Your answer should be the exact lines of the data below from the one containing "task | put a dot on the tree, one" through the one containing "task | put a dot on the player's"; please include nothing else.

*** Opening Dataset records ***

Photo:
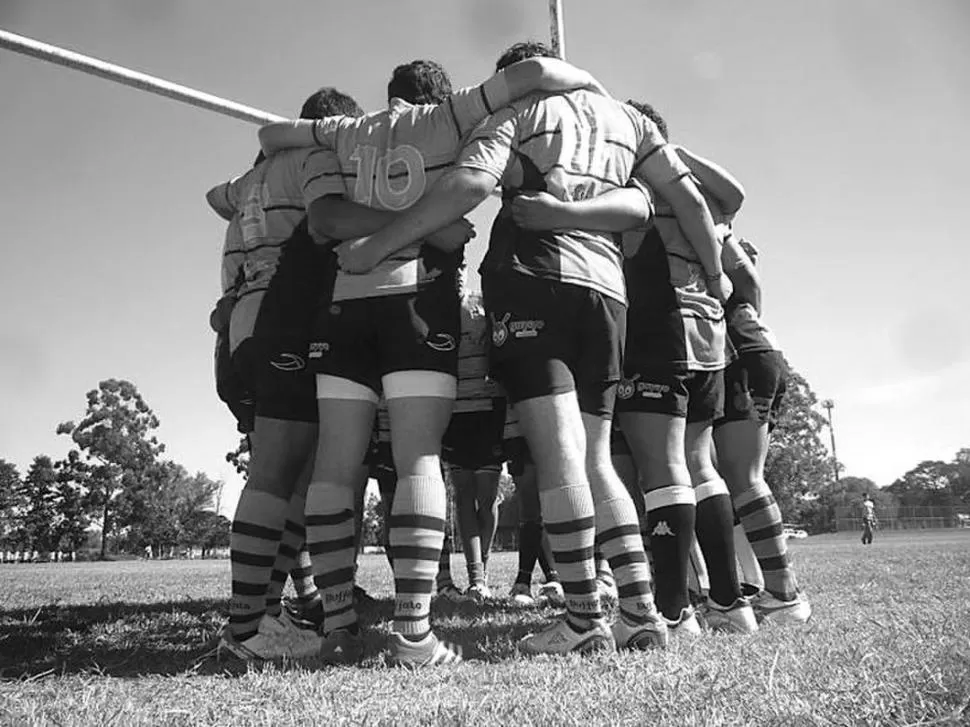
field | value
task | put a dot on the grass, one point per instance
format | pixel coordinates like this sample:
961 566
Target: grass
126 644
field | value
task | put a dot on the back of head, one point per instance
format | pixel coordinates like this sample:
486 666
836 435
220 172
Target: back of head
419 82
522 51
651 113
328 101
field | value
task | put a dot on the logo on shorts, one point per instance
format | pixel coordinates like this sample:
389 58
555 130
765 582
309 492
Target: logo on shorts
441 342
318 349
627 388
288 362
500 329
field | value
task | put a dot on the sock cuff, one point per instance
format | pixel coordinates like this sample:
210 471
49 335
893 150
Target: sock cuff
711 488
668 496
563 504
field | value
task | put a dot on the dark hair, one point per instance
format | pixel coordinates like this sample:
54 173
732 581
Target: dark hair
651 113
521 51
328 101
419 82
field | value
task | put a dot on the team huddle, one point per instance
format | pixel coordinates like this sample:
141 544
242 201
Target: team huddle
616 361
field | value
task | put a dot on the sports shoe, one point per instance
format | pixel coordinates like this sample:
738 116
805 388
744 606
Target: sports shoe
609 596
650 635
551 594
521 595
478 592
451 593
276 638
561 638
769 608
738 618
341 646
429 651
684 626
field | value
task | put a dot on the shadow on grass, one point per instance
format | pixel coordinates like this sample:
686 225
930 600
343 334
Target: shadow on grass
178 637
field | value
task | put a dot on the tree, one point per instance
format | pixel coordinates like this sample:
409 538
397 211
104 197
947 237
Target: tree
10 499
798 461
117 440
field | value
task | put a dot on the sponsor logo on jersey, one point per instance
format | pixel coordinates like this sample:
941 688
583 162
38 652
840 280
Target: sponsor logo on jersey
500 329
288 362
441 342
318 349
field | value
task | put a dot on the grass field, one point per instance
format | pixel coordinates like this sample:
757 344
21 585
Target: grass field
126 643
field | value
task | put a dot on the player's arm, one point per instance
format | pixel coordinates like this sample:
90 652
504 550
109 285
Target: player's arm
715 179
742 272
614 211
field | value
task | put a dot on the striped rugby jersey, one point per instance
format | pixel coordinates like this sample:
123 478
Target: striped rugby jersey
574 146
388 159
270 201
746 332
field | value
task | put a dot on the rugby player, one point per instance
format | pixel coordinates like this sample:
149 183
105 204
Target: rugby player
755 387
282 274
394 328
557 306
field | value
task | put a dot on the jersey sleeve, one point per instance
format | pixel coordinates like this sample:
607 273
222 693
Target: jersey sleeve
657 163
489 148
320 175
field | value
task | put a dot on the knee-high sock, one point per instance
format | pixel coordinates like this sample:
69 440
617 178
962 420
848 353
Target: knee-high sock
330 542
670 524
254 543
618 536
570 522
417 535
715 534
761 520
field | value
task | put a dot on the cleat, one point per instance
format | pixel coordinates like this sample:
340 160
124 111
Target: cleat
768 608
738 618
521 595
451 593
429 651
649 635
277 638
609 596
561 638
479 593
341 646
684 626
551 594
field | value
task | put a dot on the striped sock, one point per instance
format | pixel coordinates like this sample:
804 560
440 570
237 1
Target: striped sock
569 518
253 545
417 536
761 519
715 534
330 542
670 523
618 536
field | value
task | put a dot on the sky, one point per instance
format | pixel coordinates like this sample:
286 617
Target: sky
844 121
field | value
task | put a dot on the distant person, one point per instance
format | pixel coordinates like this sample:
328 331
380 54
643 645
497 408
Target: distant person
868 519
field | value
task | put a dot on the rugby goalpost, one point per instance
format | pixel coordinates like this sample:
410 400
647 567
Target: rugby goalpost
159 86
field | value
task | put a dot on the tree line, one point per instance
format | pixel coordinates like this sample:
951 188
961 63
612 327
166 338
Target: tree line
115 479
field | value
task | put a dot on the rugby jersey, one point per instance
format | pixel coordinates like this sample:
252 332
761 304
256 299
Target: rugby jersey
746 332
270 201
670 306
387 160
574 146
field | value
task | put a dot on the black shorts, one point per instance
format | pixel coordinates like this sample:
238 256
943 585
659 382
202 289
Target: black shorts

*** Closing Dataset records ***

** Output of the exercise **
task | put a dot on the tree, one point per instance
format | pixel coordinates like this sample:
409 538
397 211
104 197
947 237
Target: tree
10 499
798 461
117 440
field | value
task | put a dot on the sponsor logo on jersey, one point per instance
format | pixel coordinates like this sample:
941 688
583 162
38 652
840 280
Target: sponsor logo on jersey
500 329
288 362
441 342
318 349
field | value
task | put a dot on the grass field, one point per instance
format | pixel coordinates like this sample:
757 344
21 585
Target: grass field
126 643
field | value
task | put a dot on the player's arm, one point per instance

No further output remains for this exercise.